What you return must be exactly the lines running from the one with "Where can the white fabric" to the end of the data below, inclusive, and nothing more.

----

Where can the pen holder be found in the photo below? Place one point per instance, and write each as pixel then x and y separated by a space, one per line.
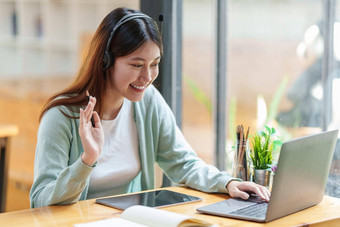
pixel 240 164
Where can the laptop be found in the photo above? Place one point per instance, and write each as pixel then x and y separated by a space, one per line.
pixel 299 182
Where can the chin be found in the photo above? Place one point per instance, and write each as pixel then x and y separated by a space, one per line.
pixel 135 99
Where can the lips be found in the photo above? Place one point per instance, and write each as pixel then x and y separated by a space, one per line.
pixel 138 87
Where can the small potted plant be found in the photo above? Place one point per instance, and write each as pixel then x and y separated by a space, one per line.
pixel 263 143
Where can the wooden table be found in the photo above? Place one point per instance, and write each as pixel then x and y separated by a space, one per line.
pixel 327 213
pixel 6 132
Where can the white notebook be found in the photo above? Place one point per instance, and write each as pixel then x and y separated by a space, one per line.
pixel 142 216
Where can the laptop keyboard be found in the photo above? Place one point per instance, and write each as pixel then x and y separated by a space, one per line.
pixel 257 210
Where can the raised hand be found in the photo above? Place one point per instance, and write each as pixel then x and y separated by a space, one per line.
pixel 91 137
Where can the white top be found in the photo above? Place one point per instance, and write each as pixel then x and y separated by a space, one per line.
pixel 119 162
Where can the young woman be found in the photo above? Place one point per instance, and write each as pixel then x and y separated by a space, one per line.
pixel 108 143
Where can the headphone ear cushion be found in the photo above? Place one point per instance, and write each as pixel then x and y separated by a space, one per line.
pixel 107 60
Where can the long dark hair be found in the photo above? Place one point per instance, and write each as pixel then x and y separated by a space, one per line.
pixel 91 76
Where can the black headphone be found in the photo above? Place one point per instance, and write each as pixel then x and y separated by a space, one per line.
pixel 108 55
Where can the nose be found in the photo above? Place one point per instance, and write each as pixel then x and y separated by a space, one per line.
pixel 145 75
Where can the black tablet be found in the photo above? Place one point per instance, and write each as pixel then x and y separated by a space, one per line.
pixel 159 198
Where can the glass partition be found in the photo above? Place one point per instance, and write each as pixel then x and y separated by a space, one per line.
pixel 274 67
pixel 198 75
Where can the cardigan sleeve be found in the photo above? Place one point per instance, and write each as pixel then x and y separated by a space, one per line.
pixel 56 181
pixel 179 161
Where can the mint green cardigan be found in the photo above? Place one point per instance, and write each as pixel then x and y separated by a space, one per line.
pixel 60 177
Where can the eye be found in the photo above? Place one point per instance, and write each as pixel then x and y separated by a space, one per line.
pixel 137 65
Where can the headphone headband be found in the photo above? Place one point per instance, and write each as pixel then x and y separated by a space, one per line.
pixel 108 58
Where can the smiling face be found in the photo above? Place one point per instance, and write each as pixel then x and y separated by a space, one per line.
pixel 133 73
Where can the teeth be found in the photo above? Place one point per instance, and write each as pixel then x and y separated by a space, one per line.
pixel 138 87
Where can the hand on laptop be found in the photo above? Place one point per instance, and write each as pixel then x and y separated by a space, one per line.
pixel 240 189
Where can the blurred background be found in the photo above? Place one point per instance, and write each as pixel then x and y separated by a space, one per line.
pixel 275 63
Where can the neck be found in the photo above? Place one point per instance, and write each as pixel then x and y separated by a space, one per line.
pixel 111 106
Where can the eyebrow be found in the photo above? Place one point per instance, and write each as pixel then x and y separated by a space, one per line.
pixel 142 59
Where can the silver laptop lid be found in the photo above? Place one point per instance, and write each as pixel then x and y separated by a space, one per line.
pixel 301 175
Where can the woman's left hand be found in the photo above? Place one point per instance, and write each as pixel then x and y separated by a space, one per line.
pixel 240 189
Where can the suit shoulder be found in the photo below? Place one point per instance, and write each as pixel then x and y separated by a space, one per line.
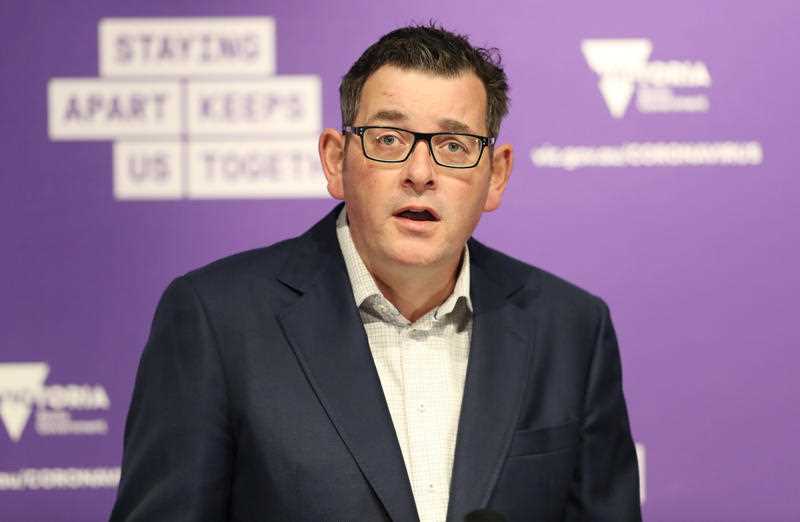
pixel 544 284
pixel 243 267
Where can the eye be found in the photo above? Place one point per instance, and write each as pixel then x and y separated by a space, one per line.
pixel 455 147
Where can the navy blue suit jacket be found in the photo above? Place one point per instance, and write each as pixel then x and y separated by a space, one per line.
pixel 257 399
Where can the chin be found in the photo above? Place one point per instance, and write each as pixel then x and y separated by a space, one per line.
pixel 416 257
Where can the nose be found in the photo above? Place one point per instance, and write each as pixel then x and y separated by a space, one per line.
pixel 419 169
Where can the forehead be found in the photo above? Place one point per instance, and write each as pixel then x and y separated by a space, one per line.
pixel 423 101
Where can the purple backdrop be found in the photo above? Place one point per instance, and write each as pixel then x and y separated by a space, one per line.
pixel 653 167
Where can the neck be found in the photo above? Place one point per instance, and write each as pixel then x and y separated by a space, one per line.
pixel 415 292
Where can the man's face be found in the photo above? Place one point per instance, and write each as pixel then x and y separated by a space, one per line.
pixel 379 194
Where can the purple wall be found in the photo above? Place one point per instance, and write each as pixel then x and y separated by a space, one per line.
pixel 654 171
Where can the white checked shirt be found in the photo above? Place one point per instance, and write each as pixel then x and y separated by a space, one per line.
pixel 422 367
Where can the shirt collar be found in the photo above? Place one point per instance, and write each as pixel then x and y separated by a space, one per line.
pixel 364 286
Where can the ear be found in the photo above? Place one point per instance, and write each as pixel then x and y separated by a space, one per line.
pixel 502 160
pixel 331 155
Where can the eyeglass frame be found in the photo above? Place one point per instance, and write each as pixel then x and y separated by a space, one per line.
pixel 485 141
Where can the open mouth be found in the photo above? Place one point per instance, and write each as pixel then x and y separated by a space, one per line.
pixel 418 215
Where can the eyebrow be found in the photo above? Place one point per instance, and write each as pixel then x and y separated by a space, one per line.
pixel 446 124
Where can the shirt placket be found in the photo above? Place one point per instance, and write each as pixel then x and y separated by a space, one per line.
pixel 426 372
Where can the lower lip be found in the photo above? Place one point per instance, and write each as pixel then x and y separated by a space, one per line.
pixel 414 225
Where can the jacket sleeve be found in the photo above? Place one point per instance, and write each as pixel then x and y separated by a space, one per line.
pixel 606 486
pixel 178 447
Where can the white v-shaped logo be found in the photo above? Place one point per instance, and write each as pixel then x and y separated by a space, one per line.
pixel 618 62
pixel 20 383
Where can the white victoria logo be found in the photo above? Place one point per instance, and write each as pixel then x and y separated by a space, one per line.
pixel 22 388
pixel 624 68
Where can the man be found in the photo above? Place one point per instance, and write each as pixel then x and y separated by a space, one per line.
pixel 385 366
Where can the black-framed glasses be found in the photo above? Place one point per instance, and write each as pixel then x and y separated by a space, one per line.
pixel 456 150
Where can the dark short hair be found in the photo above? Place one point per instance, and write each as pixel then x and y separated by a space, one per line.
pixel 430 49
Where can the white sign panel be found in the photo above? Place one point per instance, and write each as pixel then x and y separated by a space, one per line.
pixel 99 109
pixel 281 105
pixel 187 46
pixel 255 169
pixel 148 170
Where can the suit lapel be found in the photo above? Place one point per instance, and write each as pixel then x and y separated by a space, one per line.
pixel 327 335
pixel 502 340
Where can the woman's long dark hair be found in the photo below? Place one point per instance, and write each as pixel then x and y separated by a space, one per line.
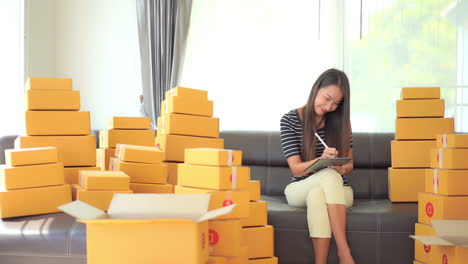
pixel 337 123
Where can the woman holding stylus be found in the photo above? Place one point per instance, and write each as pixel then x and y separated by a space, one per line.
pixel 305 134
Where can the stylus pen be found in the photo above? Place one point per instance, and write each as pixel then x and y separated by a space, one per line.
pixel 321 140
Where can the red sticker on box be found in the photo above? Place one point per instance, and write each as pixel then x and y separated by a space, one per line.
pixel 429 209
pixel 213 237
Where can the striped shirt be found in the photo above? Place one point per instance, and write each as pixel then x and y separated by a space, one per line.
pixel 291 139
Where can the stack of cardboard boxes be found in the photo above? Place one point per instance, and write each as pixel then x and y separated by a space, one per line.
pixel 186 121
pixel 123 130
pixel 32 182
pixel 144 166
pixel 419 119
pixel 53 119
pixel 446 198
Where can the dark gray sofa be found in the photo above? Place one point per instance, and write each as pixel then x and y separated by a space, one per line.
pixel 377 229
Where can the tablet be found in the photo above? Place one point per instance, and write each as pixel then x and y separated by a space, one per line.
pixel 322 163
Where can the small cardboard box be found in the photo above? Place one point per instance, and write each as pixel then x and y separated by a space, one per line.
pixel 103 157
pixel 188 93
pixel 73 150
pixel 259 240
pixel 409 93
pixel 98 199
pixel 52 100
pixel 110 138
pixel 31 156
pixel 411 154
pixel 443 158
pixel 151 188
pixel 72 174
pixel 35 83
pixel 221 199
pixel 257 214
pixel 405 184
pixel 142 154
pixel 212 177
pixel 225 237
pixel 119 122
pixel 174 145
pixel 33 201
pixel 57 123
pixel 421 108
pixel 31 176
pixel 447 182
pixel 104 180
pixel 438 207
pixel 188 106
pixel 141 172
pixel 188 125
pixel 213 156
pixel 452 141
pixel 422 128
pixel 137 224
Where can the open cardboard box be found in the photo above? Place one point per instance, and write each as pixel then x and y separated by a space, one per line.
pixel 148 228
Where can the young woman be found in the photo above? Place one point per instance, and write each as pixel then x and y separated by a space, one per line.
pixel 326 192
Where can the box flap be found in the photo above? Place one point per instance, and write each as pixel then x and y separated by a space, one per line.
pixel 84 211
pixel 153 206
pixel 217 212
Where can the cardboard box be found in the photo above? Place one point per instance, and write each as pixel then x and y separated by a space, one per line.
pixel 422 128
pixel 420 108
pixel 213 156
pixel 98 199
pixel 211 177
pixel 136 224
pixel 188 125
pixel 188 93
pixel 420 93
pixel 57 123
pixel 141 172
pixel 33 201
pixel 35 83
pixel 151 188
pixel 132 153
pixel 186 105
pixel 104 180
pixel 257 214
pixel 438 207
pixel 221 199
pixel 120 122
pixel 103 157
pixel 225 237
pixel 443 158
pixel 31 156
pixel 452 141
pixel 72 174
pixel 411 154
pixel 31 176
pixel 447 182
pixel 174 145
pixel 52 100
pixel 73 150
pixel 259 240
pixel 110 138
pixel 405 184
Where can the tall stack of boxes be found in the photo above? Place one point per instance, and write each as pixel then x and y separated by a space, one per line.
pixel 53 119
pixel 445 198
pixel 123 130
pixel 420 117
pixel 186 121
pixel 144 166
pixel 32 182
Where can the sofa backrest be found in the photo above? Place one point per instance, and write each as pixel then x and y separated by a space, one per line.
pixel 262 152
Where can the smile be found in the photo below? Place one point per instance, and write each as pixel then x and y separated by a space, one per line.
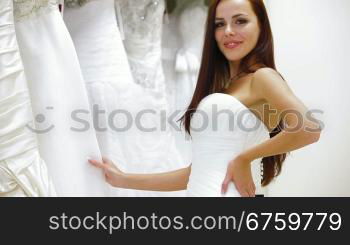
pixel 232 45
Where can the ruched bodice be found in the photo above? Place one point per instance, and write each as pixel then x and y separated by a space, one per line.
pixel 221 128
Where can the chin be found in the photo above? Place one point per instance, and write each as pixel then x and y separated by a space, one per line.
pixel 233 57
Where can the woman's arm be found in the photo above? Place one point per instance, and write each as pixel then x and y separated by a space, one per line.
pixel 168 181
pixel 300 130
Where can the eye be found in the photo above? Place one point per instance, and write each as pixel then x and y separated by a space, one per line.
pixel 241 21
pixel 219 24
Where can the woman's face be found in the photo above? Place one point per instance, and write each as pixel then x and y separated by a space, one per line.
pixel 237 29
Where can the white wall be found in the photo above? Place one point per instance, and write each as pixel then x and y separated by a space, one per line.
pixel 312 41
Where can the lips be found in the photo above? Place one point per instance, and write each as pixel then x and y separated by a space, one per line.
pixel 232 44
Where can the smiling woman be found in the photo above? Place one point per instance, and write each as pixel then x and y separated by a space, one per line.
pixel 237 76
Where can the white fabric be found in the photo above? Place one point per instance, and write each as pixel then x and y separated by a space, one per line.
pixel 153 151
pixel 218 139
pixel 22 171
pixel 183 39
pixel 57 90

----

WRITTEN RESPONSE:
Where can the white fabric be found in the photo above? Place one point per instance, and write each as pixel then x and y separated by a space, one per line.
pixel 153 151
pixel 218 139
pixel 22 171
pixel 183 39
pixel 57 90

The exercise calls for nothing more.